Task list —
1. Repeat the passage of the mailing list thread from "From: Dave Cramer" up to and including "problem with akka.".
2. Translate this sentence from the mailing list thread into Spanish: "However I am thinking that very large copies can't be that common."

Text shown —
********************

Re: Infinite waitOnLock

From: Dave Cramer <pg(at)fastcrypt(dot)com>
To: Leonard Meyer <lmeyer(at)excilys(dot)com>
Cc: List <pgsql-jdbc(at)postgresql(dot)org>
Subject: Re: Infinite waitOnLock
Date: 2014-12-10 14:21:26
Message-ID: CADK3HH+c2f1KLKX7ZhYnwUOS0z9dFVnT8ojezuObrGRw_+d6Bg@mail.gmail.com
Views: Raw Message | Whole Thread | Download mbox | Resend email
Thread:
Lists: pgsql-jdbc

So looking at the code, it is in an endless loop, the only way out is
either get the lock or get interrupted. I does not look like the latter
occurs which is a problem with akka.

When it shuts down it should interrupt all threads

Dave Cramer

dave.cramer(at)credativ(dot)ca
http://www.credativ.ca

On 10 December 2014 at 09:09, Leonard Meyer <lmeyer(at)excilys(dot)com> wrote:

> Actually I already tried forking and putting a one minute timeout in the
> wait. But absolutely nothing changed. But maybe I forgot something I don't
> know how all this works.
>
> 2014-12-10 14:28 GMT+01:00 Dave Cramer <pg(at)fastcrypt(dot)com>:
>
>> So I'm curious why doesn't your app send a SIGTERM which would interrupt
>> the threads.
>> Other than that I can think of two strategies
>>
>> 1) make isValid smarter
>> 2) put a timeout in the wait, but of course we don't know how long to
>> wait? However I am thinking that very large copies can't be that common.
>>
>> Dave Cramer
>>
>> dave.cramer(at)credativ(dot)ca
>> http://www.credativ.ca
>>
>> On 10 December 2014 at 08:21, Leonard Meyer <lmeyer(at)excilys(dot)com> wrote:
>>
>>> Same behavior with jar from master. All threads are logging
>>> "org.postgresql.util.PSQLException: Database connection failed when
>>> canceling copy operation" and go into waiting state.

********************

Record set —
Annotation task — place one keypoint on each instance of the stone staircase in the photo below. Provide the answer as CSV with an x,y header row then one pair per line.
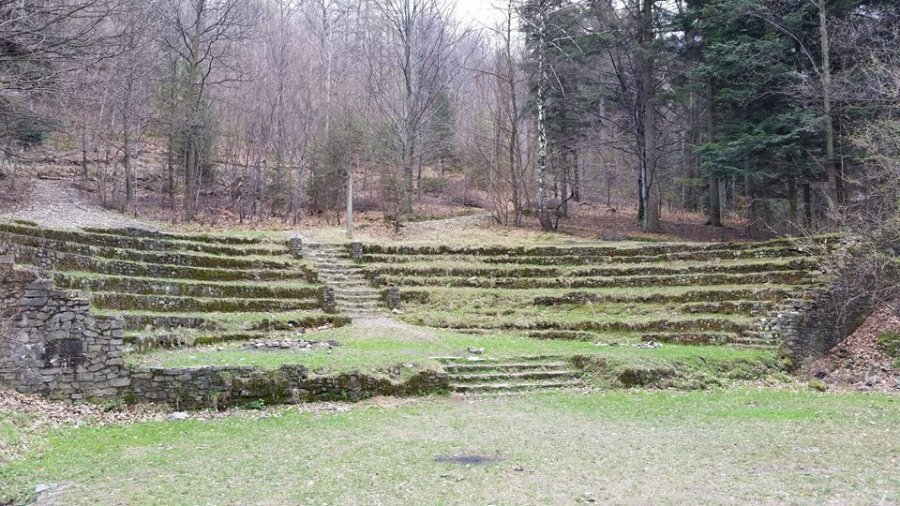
x,y
487,376
352,293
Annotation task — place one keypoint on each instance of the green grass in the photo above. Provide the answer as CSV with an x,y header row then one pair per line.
x,y
737,446
368,349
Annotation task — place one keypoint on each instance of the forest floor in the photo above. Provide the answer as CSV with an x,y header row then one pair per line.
x,y
772,441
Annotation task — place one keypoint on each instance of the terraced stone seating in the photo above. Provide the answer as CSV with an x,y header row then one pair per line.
x,y
492,376
628,292
177,289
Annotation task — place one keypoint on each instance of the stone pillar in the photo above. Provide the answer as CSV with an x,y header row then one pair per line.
x,y
392,297
329,304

********************

The results —
1.
From: Dave Cramer <pg(at)fastcrypt(dot)com>
To: Leonard Meyer <lmeyer(at)excilys(dot)com>
Cc: List <pgsql-jdbc(at)postgresql(dot)org>
Subject: Re: Infinite waitOnLock
Date: 2014-12-10 14:21:26
Message-ID: CADK3HH+c2f1KLKX7ZhYnwUOS0z9dFVnT8ojezuObrGRw_+d6Bg@mail.gmail.com
Views: Raw Message | Whole Thread | Download mbox | Resend email
Thread:
Lists: pgsql-jdbc

So looking at the code, it is in an endless loop, the only way out is
either get the lock or get interrupted. I does not look like the latter
occurs which is a problem with akka.

2. Sin embargo, creo que las copias muy grandes no pueden ser tan comunes.